TASK INPUTS =>

--- Start ---

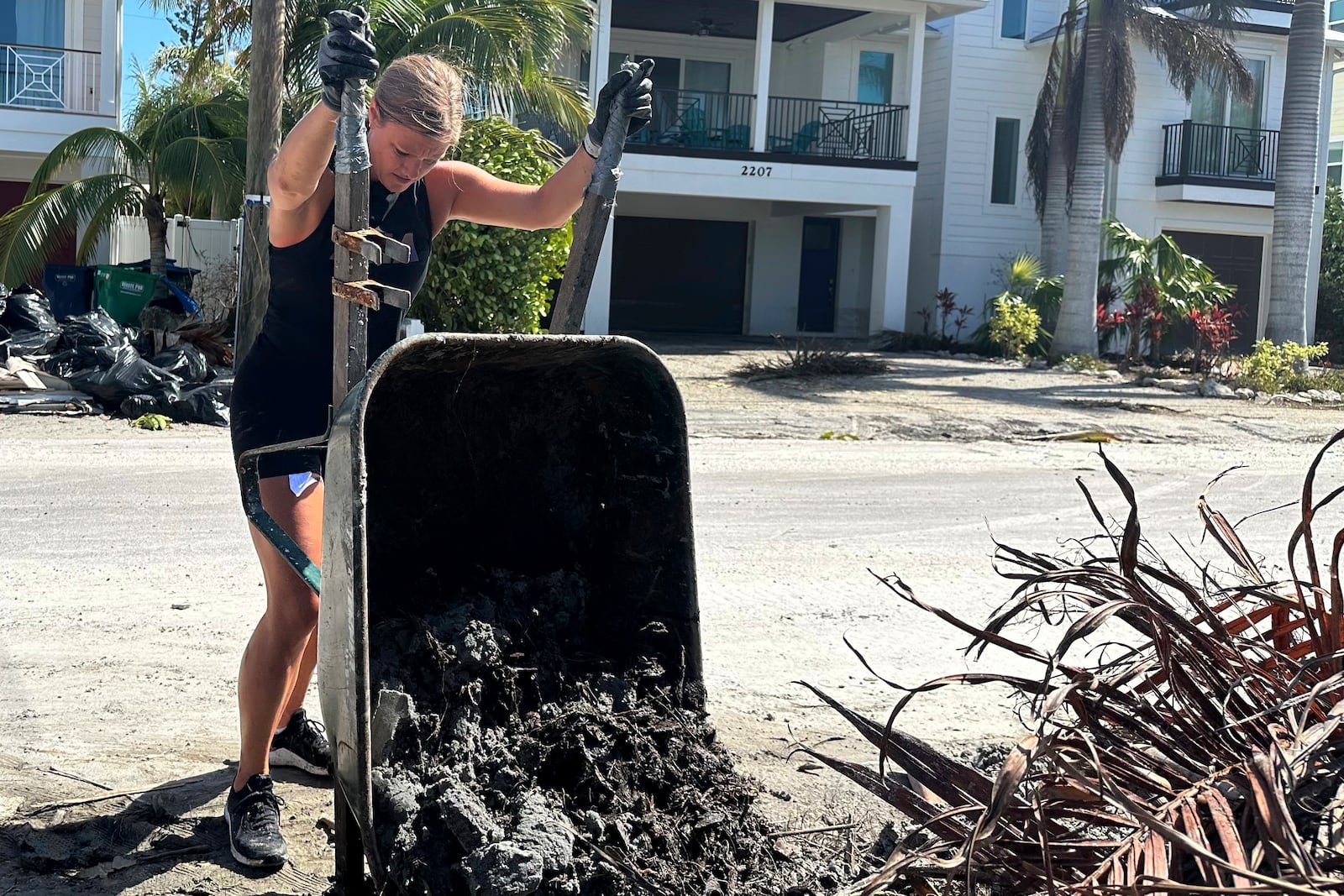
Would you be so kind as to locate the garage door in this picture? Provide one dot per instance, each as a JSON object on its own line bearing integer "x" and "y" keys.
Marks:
{"x": 678, "y": 275}
{"x": 1236, "y": 261}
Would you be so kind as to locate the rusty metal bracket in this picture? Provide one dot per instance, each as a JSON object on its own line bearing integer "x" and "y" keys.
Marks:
{"x": 373, "y": 244}
{"x": 371, "y": 295}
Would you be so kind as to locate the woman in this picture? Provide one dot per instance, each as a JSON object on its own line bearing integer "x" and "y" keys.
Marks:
{"x": 282, "y": 389}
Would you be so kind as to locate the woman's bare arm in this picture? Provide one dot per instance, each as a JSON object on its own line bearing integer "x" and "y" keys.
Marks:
{"x": 297, "y": 168}
{"x": 460, "y": 191}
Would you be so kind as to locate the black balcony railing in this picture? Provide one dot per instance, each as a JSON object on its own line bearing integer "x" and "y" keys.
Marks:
{"x": 723, "y": 121}
{"x": 699, "y": 120}
{"x": 1220, "y": 152}
{"x": 835, "y": 129}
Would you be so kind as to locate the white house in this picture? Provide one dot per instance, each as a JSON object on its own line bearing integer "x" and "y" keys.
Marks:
{"x": 773, "y": 192}
{"x": 1200, "y": 170}
{"x": 60, "y": 73}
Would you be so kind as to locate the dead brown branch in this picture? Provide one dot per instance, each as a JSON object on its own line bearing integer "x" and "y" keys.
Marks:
{"x": 1202, "y": 755}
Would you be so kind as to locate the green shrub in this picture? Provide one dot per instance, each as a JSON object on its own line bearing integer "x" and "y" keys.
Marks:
{"x": 1014, "y": 324}
{"x": 495, "y": 280}
{"x": 1273, "y": 369}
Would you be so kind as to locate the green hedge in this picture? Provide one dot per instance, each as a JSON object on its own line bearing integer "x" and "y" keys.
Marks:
{"x": 495, "y": 280}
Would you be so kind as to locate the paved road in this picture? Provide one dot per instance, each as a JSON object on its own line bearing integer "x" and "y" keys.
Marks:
{"x": 129, "y": 587}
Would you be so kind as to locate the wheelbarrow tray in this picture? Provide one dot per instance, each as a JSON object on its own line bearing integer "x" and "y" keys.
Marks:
{"x": 472, "y": 454}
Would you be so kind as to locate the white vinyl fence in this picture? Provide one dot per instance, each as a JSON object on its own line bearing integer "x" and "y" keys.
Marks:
{"x": 210, "y": 246}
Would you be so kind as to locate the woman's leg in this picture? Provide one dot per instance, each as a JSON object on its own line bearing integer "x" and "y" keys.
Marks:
{"x": 279, "y": 661}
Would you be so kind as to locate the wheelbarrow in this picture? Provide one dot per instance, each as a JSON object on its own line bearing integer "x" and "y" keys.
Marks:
{"x": 483, "y": 452}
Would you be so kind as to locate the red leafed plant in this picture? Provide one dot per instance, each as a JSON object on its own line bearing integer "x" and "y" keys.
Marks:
{"x": 1214, "y": 333}
{"x": 1198, "y": 750}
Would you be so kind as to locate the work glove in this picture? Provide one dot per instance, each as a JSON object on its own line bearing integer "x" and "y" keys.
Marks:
{"x": 347, "y": 51}
{"x": 636, "y": 93}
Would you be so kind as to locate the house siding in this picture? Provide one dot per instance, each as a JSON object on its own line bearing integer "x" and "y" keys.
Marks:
{"x": 927, "y": 217}
{"x": 972, "y": 76}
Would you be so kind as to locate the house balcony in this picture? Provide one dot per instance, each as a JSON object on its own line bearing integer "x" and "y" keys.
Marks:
{"x": 51, "y": 80}
{"x": 799, "y": 130}
{"x": 1218, "y": 164}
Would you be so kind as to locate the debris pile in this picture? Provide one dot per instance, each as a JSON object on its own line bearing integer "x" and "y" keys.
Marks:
{"x": 510, "y": 761}
{"x": 91, "y": 362}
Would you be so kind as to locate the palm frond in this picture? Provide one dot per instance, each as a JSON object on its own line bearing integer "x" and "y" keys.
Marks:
{"x": 120, "y": 154}
{"x": 1047, "y": 107}
{"x": 1117, "y": 86}
{"x": 1202, "y": 752}
{"x": 207, "y": 165}
{"x": 31, "y": 231}
{"x": 1191, "y": 51}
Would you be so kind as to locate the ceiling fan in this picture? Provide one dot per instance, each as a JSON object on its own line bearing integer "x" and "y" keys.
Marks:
{"x": 706, "y": 26}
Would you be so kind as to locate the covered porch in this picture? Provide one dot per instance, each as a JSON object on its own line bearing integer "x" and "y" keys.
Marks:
{"x": 823, "y": 82}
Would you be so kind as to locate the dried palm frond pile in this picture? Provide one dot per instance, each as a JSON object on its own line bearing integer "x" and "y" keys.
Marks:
{"x": 1200, "y": 752}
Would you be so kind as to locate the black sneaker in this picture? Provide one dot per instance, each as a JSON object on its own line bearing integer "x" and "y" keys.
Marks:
{"x": 302, "y": 745}
{"x": 253, "y": 819}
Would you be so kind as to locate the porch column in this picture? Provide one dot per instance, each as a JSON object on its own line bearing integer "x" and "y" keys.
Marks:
{"x": 600, "y": 49}
{"x": 109, "y": 60}
{"x": 597, "y": 316}
{"x": 1323, "y": 149}
{"x": 916, "y": 81}
{"x": 890, "y": 270}
{"x": 765, "y": 42}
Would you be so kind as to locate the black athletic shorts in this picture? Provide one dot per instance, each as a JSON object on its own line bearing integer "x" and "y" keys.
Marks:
{"x": 277, "y": 399}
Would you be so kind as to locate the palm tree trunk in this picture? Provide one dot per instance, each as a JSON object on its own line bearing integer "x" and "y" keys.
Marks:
{"x": 1077, "y": 329}
{"x": 1054, "y": 223}
{"x": 1294, "y": 181}
{"x": 264, "y": 100}
{"x": 158, "y": 223}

--- End ---

OBJECTIVE => Please copy the whole listing above word for word, leaving out the pictures.

ANSWER IN FULL =>
Would you be so kind as to locate the garage door in this picture? Provide one dot per instance, each as a JSON object on its own line bearing integer "x" and "y" keys.
Marks:
{"x": 678, "y": 275}
{"x": 1236, "y": 261}
Would you be so kind as to locate the rusty metal bracket in this picture? Provide one dot per instance, each as a JSON object on its own line bearing integer "x" and "y" keys.
Marks:
{"x": 373, "y": 244}
{"x": 371, "y": 295}
Would you be so kind as to locate the woman in this picture? Provide one dot per instance, each as a JSON object on its own line bearing integer "x" and "y" keys.
Marks:
{"x": 282, "y": 389}
Would you be so kind as to locate the woman's bare arm in this picture? Provide one dot per instance, each as a JSON object on its own line bearing integer "x" and "y" keys.
Marks:
{"x": 297, "y": 168}
{"x": 460, "y": 191}
Would you be so kind as to locate the black balcony railing in this picture? Provide one dot per instance, each as a JSON object on its own line bearing integer "x" and "y" keys.
Marks:
{"x": 723, "y": 121}
{"x": 699, "y": 120}
{"x": 1220, "y": 152}
{"x": 835, "y": 129}
Would you be so kind as to locate the white house in this picture? Provide one dot per instance, each as a JSON object on its own line bearing integer "x" and "y" keys.
Marks:
{"x": 773, "y": 192}
{"x": 1200, "y": 170}
{"x": 60, "y": 73}
Would you be so kind as to locate the dead brown branch in this picture? Provide one dot per instance, each as a JSON object on its own line bearing integer "x" and "y" keys.
Marks:
{"x": 1202, "y": 755}
Would you be so kind as to locate the green shrub in this picture? Provide one dot per instance, each as a JSON object on its own line bearing integer "x" and "y" keys.
Marks:
{"x": 1014, "y": 324}
{"x": 495, "y": 280}
{"x": 1273, "y": 369}
Would you be so kind as to locate the green hedge in this picture? Provide one dot per instance, each as a JSON object on its own line bearing integer "x" and "y" keys.
Marks:
{"x": 495, "y": 280}
Would you be so kind as to locate the paved road in this picture? Provide one dot per instance, each as a JSON object on its own line bearing integer "x" and "y" keys.
Marks:
{"x": 129, "y": 587}
Would you be so kind as to locate the wheelbarrow tray in this picture? Provide one dot per instance, each as a JSON object on its own line bearing integer "x" and "y" keys.
Marks:
{"x": 472, "y": 454}
Would you be so kind as to locate the white vinyl fence in this picture? Provide one dot per instance, each as a JSON object on its own line bearing integer "x" and "y" keys.
Marks:
{"x": 210, "y": 246}
Would you be so kind as to locate the woman's leg in this picture? Provide one dot per instance, each as a JSON object on its own line bearing integer "x" and "y" keys.
Marks:
{"x": 279, "y": 661}
Would you be so kind as to locate the wheelbarrow in this picture? Provide one dot per instance, each as a JSON object on its own line bearing integer "x" and "y" keys.
Marks:
{"x": 483, "y": 452}
Would you be so kind as to locate the red leafed plant in this picture? Provide one dot per instance, each as a JSON object on its own line bearing integer "x" and "y" keys.
Marks:
{"x": 1214, "y": 333}
{"x": 1198, "y": 750}
Would you be so kind as to locate the work glove in this picture? Provide one dot per instance, each as a JSON object on its own line bearing integer "x" and "y" keys.
Marks:
{"x": 347, "y": 51}
{"x": 636, "y": 93}
Would you be so kind as to locate the house siding in this picture? Provide one dot per instance, each as a JSON object on its own line bearing integer "x" and "y" keys.
Marks:
{"x": 927, "y": 217}
{"x": 972, "y": 76}
Would you be so kind as to locate the house balcony in this picture? Provide one dot per instance, each as a JSON object on its own line bearing integer "x" and "y" keys.
Marks:
{"x": 51, "y": 80}
{"x": 799, "y": 130}
{"x": 1218, "y": 164}
Would you be so kind as to locate the debris pile in this picture? Provide one dot per instance, each as a JSON object on its own line bearing integer "x" and "y" keys.
Marks:
{"x": 510, "y": 761}
{"x": 91, "y": 362}
Would you be so kind as to locate the palm frond in this picture? Provide one dot per instance, each as a JSON object on its own line bearing integer "x" and "y" keys.
Marks:
{"x": 120, "y": 154}
{"x": 1047, "y": 107}
{"x": 1117, "y": 86}
{"x": 1202, "y": 752}
{"x": 207, "y": 165}
{"x": 31, "y": 231}
{"x": 1191, "y": 51}
Would you be so kind as to locate the ceiling fan in this picture? Provide one dot per instance, each as a JSON object on its own line bearing integer "x" and "y" keys.
Marks:
{"x": 706, "y": 26}
Would you be so kind as to locate the covered porch in this picture? Provide one dot per instance, each as a JSON object on its own line bearing integer "x" and "y" keys.
Marks:
{"x": 823, "y": 82}
Would you be so kind as to locate the dried palm frond pile in this picture? Provide one dot per instance, each as a JSON object on its own line bearing integer "x" and "y" keys.
Marks:
{"x": 1200, "y": 752}
Would you be so kind as to locate the black sneaker in this picture? Provide one dot per instance, each as a JSON object on its own line bearing integer "x" and "y" keys.
Marks:
{"x": 302, "y": 745}
{"x": 253, "y": 819}
Would you be so kind as to locate the porch column in this picture? Provide one dot per instance, each as a JSON object on its own line bearing integer "x" and "y" keys.
Marks:
{"x": 600, "y": 49}
{"x": 109, "y": 60}
{"x": 597, "y": 316}
{"x": 1323, "y": 149}
{"x": 916, "y": 81}
{"x": 890, "y": 270}
{"x": 765, "y": 42}
Would you be so kind as to locate the black athletic shorts in this picture? Provide one dot per instance, each as a JSON object on its own line bearing integer "x" and "y" keys.
Marks:
{"x": 277, "y": 399}
Would you be so kind as to locate the palm tree trunk in this picture? Provide one dot per instance, each as a JSON object on its own line bearing integer "x" and "y" keys.
Marks:
{"x": 1077, "y": 329}
{"x": 1054, "y": 223}
{"x": 1294, "y": 181}
{"x": 264, "y": 100}
{"x": 158, "y": 223}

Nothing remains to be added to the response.